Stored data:
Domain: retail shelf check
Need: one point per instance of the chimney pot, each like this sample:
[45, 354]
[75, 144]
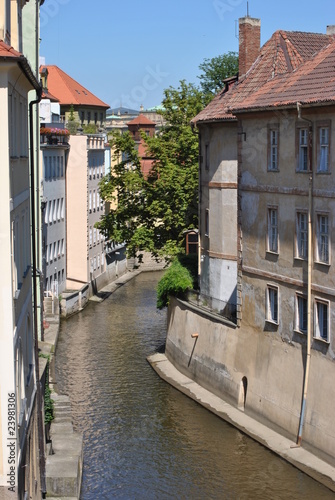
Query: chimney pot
[249, 43]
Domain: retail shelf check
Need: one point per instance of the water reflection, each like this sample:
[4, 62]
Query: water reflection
[142, 438]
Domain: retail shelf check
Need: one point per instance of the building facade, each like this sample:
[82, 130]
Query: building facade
[85, 244]
[21, 450]
[266, 218]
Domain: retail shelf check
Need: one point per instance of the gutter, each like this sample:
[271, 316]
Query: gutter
[35, 272]
[309, 278]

*Stated problem*. All of the data needs repeating exactly, but the pictures do not.

*Task response*.
Domain: retail shelf check
Need: one point per instance of the chimney pot, each like this sample:
[45, 354]
[75, 144]
Query: chimney pot
[249, 43]
Domain: retail shelf check
Need: one point per instance of the water reflection, each like this sample:
[4, 62]
Query: water reflection
[142, 438]
Domain: retail shelf check
Need: one point per instance of the building facade, each like this sample:
[82, 130]
Query: building facade
[85, 244]
[21, 450]
[266, 218]
Domain: retail shelf check
Need: one point per instance of the gutter, each like this sample:
[271, 316]
Query: gutter
[35, 272]
[309, 278]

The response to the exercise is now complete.